Data rows –

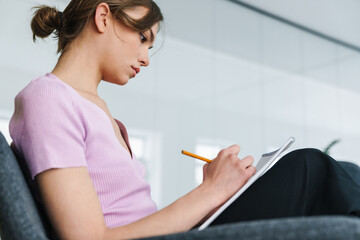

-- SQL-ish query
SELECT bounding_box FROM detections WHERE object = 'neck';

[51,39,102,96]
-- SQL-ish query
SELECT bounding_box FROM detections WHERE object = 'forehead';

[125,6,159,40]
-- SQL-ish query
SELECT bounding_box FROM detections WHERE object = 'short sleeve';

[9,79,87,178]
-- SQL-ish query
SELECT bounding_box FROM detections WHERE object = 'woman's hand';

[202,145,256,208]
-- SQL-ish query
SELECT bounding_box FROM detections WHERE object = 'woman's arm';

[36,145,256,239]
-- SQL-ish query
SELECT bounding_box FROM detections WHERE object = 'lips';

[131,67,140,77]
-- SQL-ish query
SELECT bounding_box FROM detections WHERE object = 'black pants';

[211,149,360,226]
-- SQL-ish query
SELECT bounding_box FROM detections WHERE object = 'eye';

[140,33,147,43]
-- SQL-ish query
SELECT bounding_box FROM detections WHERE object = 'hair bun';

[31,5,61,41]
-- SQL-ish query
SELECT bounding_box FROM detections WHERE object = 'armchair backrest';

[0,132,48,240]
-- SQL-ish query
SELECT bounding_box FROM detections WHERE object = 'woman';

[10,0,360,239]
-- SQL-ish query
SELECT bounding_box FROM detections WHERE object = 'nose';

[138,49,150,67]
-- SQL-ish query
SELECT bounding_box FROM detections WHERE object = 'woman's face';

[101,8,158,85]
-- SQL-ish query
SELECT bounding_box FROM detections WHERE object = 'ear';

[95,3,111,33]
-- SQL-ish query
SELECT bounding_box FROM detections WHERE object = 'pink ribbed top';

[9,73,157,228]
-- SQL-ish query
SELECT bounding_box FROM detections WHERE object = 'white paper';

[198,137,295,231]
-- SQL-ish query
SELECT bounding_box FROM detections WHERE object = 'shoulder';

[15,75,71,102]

--

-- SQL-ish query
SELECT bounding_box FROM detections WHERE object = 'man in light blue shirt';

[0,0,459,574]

...

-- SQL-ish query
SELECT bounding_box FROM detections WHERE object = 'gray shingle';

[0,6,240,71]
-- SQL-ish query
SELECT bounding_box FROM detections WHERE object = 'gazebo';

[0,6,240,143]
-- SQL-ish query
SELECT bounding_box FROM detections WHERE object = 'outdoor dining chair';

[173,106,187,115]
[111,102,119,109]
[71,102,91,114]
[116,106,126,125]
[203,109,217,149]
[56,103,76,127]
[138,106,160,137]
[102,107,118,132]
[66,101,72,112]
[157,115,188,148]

Task requirements –
List every line in the rows above that contains the string "woman". Treat uppercase and lowercase as different.

Task response –
SELECT bounding_box FROM detections WHERE object = 'woman's hand';
SELECT bounding_box FROM detections WHERE object = 'woman's arm';
SELECT bounding_box FROM detections WHERE object = 'woman';
SELECT bounding_box FROM detections WHERE object = 'woman's face';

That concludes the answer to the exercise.